- **Problem**:
Copy out all the entries shown below, exactly as they appear.

- **Stored data**:
○ ○ ○ ○ ○ ○ ○
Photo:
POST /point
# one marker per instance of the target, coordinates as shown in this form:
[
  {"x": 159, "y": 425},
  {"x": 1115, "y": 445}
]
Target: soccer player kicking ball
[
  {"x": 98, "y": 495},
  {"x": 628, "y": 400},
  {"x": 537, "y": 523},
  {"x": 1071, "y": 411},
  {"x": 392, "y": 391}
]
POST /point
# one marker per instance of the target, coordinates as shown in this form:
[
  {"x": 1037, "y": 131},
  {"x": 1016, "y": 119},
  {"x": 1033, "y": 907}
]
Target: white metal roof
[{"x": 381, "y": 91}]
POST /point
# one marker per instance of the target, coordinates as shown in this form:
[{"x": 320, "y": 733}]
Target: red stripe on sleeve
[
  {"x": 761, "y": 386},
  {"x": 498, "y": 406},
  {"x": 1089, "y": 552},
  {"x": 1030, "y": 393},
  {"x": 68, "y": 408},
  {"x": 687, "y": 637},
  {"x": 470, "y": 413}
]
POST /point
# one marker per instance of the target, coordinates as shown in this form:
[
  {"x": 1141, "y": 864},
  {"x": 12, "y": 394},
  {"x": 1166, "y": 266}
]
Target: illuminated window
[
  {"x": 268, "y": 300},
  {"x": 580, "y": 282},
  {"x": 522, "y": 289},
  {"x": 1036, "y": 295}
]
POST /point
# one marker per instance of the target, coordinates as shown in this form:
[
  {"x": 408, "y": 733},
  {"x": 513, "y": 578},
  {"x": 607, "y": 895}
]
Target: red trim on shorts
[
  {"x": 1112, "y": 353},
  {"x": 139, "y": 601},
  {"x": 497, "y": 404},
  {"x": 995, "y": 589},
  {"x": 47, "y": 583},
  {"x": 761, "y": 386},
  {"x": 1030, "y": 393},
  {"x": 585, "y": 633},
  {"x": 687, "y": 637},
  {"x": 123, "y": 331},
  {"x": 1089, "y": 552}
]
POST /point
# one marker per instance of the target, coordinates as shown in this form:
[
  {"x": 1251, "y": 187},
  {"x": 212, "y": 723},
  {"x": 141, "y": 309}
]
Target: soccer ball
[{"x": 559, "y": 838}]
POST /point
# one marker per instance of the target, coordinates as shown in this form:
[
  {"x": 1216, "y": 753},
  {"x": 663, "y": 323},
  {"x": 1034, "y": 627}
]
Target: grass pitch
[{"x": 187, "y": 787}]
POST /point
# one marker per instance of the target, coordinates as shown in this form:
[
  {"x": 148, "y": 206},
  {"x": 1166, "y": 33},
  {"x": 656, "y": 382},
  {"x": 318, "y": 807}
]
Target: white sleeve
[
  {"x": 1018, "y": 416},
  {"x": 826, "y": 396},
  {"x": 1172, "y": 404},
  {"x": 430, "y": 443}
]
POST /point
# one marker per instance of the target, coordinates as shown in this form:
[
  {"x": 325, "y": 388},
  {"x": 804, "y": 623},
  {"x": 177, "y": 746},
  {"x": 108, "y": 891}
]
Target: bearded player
○ ○ ○ ○ ○ ○ ○
- **Exercise response**:
Photo:
POST /point
# one marker per instance of the target, coordinates as shown in this form:
[
  {"x": 159, "y": 425},
  {"x": 1115, "y": 445}
]
Target: soccer player kicking ball
[
  {"x": 98, "y": 495},
  {"x": 628, "y": 400},
  {"x": 537, "y": 523},
  {"x": 1071, "y": 411},
  {"x": 392, "y": 391}
]
POST /point
# one marker per instance of the target, coordinates as shown in this form:
[
  {"x": 1037, "y": 131},
  {"x": 1016, "y": 119},
  {"x": 1033, "y": 907}
]
Target: white metal roof
[{"x": 381, "y": 91}]
POST /point
# one marker per instance of the target, coordinates as shown in this form:
[{"x": 320, "y": 733}]
Target: red stripe on sleeve
[
  {"x": 761, "y": 386},
  {"x": 498, "y": 406},
  {"x": 1089, "y": 552},
  {"x": 1030, "y": 393},
  {"x": 68, "y": 408},
  {"x": 687, "y": 637},
  {"x": 470, "y": 413}
]
POST /point
# one marker per instance of the target, coordinates as shown in this form:
[
  {"x": 1141, "y": 864},
  {"x": 12, "y": 394},
  {"x": 1166, "y": 266}
]
Target: illuminated window
[
  {"x": 268, "y": 300},
  {"x": 580, "y": 282},
  {"x": 522, "y": 289},
  {"x": 1036, "y": 295}
]
POST /point
# one marker per instance of the target, coordinates as shown in this form:
[
  {"x": 408, "y": 733},
  {"x": 513, "y": 578},
  {"x": 607, "y": 895}
]
Target: red trim on shorts
[
  {"x": 1112, "y": 353},
  {"x": 139, "y": 601},
  {"x": 497, "y": 404},
  {"x": 995, "y": 589},
  {"x": 47, "y": 583},
  {"x": 761, "y": 386},
  {"x": 1030, "y": 393},
  {"x": 585, "y": 633},
  {"x": 687, "y": 637},
  {"x": 123, "y": 331},
  {"x": 1089, "y": 552}
]
POST /point
# one marker per instance of the target, coordinates as shown in this form:
[
  {"x": 1251, "y": 187},
  {"x": 212, "y": 723},
  {"x": 141, "y": 309}
]
Target: soccer ball
[{"x": 559, "y": 838}]
POST /point
# one marker per instance of the target, coordinates as shown in this form:
[
  {"x": 1216, "y": 753},
  {"x": 663, "y": 323},
  {"x": 1034, "y": 627}
]
Target: grass pitch
[{"x": 187, "y": 787}]
POST /point
# one marker per instance of the target, coordinates as shown in this form:
[
  {"x": 148, "y": 206},
  {"x": 1166, "y": 33},
  {"x": 656, "y": 382},
  {"x": 318, "y": 807}
]
Target: white sleeve
[
  {"x": 1018, "y": 416},
  {"x": 826, "y": 396},
  {"x": 1172, "y": 404},
  {"x": 430, "y": 443}
]
POST /point
# one marker per instance of the target, coordinates as shown in this form:
[
  {"x": 325, "y": 388},
  {"x": 804, "y": 623},
  {"x": 177, "y": 746},
  {"x": 108, "y": 891}
]
Target: bearded player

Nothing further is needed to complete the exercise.